In the advice column, swap "finances" for "savings" and give the passage starting at "Right now she" and ending at "for herself financially.".

Passage shown START

- The Washington Times - Thursday, May 28, 2009

Hello Ms. Vicki,

My father died eight months ago and my mother has already moved another man into her home. My father worked hard and retired from the Army and he is not cold in his grave and my mother has let another man climb into her bed.

Instead of waiting for him to be buried at Arlington National Cemetery like he always wanted, she wanted to have my father cremated so she could hurry and move on with her life. My siblings and I vehemently objected to this, which is the only reason she waited to have him buried.

This new man is a jerk who has nothing to offer my mother. He’s been married three times and doesn’t even have a relationship with his own children. He is disgusting. He preys on the widows at church and my mother is his next victim. She is an old lady who is acting like a sex-crazed teenager. She is walking around all giddy like this is the first time she has ever been in love. How can she just ignore her love for my father?

I am so angry with her over this. She has already started spending life insurance money from my father. She has taken two vacations with her new beau - one was an Alaskan cruise. If this keeps up, she is going to be penniless and this man will leave her high and dry.

Ms. Vicki, I am angry, but how can I talk some sense into my mother’s head? I don’t want any money or anything, I just want her to be OK. My brother wants to hire a private detective to try and find out more about this man, but I hope this doesn’t backfire.

- My Mother in Mitchellville

Dear Mitchellville,

You have every right to be concerned about your mother. She appears to be moving very fast, but this could be a part of her grieving. It’s important that you not come across angry because it will only make her defensive and isolated from you. You don’t want that to happen.

Right now she needs to have as much interaction with the family as she possibly can, as often as possible. I think you and your siblings should talk with your mother about her finances, encouraging her to save as much as possible. Let her know you want her to have a good time, but she has to be able to care for herself financially.

Passage shown END
Provided records START

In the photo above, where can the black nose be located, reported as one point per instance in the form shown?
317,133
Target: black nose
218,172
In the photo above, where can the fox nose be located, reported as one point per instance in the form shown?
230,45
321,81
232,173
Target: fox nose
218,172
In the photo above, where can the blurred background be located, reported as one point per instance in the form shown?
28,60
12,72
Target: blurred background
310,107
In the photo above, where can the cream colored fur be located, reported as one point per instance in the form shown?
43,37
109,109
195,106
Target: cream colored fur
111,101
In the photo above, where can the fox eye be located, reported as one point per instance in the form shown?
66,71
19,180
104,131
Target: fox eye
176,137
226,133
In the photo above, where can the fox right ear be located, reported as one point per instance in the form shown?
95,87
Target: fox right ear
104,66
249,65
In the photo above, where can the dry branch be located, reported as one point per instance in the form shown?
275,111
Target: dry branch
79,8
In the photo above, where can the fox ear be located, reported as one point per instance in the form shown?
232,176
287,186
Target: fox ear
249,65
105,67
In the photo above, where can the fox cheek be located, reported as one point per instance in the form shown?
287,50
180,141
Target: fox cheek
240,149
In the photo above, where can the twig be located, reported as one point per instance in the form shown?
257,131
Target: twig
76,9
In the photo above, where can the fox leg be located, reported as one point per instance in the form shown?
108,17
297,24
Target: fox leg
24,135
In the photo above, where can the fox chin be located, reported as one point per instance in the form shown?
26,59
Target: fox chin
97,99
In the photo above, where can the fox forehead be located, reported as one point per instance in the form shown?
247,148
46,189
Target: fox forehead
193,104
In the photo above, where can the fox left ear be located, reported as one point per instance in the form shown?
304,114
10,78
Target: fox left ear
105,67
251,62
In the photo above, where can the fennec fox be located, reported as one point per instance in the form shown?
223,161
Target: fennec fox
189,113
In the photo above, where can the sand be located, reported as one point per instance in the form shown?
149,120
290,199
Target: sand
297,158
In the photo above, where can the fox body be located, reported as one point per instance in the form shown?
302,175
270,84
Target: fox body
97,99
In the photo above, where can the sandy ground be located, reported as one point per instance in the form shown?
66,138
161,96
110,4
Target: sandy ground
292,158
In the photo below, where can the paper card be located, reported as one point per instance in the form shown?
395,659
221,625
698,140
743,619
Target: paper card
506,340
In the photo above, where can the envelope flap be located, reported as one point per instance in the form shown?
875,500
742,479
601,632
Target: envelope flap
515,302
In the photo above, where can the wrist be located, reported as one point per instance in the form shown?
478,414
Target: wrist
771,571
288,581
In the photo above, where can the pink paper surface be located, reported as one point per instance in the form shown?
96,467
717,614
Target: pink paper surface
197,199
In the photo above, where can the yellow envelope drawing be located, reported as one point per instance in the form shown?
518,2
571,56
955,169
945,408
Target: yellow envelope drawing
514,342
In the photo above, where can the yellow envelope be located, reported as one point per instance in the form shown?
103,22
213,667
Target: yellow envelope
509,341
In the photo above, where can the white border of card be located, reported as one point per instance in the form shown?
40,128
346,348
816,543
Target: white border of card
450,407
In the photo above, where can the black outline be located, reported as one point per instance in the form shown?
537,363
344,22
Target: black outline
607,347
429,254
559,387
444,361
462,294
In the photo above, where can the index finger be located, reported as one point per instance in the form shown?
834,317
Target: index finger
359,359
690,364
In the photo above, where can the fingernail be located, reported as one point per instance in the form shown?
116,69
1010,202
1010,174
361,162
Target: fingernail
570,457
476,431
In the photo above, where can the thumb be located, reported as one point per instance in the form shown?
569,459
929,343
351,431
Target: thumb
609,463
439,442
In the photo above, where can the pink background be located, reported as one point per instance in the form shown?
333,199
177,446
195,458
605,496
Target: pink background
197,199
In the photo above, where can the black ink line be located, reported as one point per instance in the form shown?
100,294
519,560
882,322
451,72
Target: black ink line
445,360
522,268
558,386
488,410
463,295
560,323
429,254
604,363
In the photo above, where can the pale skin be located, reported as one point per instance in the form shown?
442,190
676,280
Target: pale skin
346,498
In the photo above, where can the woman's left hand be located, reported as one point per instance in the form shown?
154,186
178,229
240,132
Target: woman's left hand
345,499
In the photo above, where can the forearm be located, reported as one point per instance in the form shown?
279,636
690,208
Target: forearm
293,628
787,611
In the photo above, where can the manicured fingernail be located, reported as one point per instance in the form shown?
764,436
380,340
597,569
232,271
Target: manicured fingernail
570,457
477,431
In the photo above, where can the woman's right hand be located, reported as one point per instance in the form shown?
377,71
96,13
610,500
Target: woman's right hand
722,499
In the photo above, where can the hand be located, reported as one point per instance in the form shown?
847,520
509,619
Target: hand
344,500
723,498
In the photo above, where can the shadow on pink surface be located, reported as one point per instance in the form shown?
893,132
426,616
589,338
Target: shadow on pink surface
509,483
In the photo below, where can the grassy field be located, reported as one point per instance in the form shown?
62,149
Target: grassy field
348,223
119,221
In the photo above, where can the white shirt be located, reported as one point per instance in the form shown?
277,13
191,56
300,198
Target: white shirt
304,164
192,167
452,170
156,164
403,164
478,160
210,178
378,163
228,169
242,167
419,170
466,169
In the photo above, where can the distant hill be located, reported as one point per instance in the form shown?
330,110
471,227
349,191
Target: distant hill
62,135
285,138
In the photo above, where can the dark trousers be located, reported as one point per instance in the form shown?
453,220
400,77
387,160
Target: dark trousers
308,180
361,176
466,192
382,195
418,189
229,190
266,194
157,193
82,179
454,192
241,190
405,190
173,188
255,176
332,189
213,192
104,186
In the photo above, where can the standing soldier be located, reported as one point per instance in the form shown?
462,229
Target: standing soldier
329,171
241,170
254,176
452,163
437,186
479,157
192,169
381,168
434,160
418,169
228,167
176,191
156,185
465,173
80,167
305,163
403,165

Provided records END

Written answer.
Right now she needs to have as much interaction with the family as she possibly can, as often as possible. I think you and your siblings should talk with your mother about her savings, encouraging her to save as much as possible. Let her know you want her to have a good time, but she has to be able to care for herself financially.